#### DO THIS
Could you update the listing from the line containing "Target: green grass field" through the end of the listing, with "football boot" changed to "soccer cleat" and every other word left unchanged?

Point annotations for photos
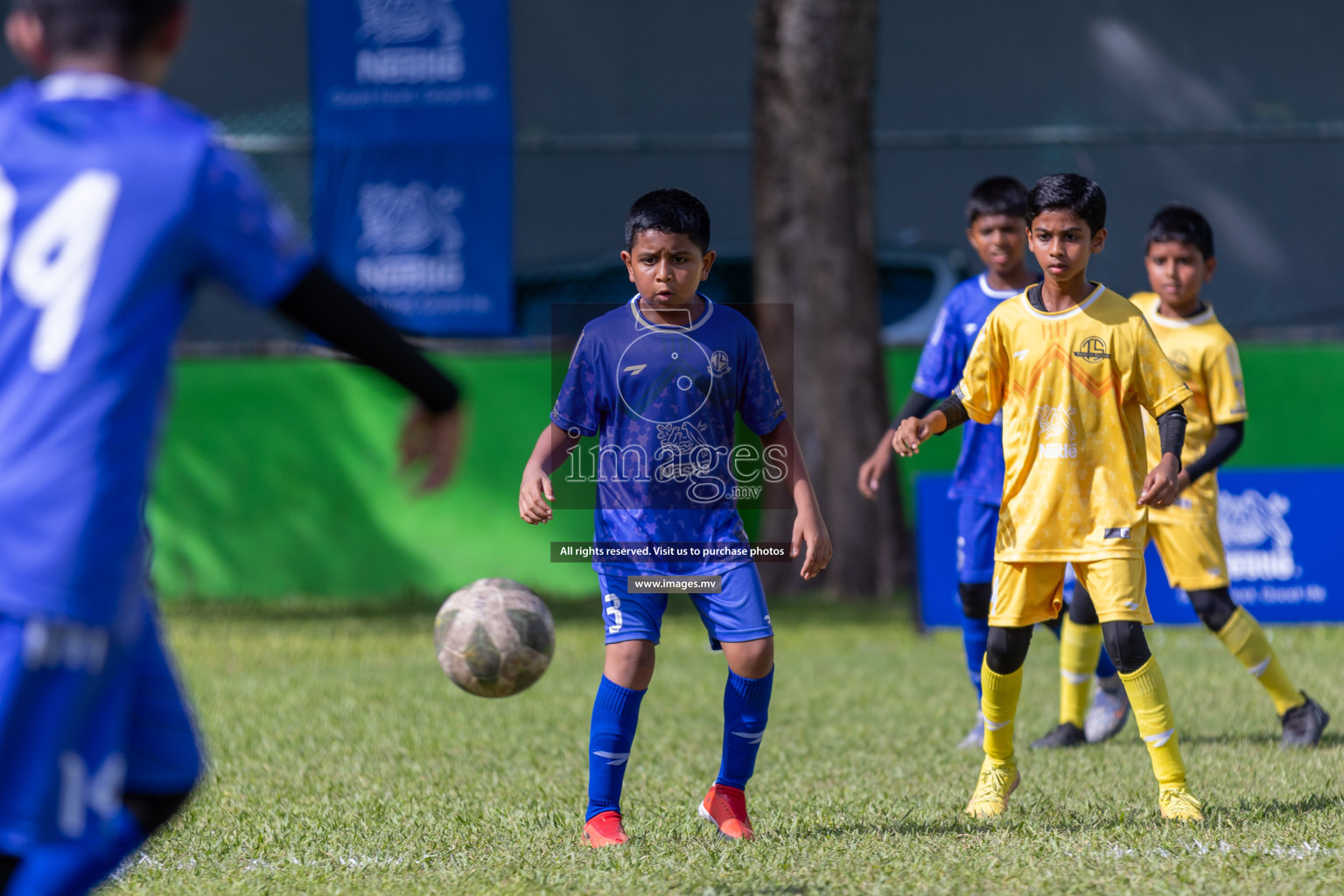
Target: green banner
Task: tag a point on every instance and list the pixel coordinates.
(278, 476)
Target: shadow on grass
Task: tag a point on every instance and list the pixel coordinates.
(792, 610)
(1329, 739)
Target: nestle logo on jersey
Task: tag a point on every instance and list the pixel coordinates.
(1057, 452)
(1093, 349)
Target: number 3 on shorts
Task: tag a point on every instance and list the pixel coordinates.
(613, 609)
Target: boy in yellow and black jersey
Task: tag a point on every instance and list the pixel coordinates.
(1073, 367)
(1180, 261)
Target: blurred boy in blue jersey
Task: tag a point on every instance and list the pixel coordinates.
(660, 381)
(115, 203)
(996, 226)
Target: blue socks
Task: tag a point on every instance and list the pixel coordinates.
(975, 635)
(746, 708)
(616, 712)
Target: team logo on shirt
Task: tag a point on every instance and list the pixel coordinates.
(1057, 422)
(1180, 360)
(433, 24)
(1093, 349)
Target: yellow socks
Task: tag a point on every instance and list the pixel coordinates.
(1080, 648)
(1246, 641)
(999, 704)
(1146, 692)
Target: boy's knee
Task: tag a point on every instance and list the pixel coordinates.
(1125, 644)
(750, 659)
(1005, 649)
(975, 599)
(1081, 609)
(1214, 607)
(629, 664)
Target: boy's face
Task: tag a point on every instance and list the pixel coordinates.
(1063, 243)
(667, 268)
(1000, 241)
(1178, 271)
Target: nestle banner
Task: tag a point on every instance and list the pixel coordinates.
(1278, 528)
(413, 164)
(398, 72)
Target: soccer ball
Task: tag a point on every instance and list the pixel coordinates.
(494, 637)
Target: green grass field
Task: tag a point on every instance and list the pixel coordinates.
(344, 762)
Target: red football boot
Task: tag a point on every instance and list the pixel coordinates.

#### RESPONSE TO THIS EXERCISE
Target: green grass field
Task: tag a point on every instance and list the pixel coordinates.
(344, 762)
Target: red soccer cleat
Task: tag a point on every instance and list the pixel coordinates.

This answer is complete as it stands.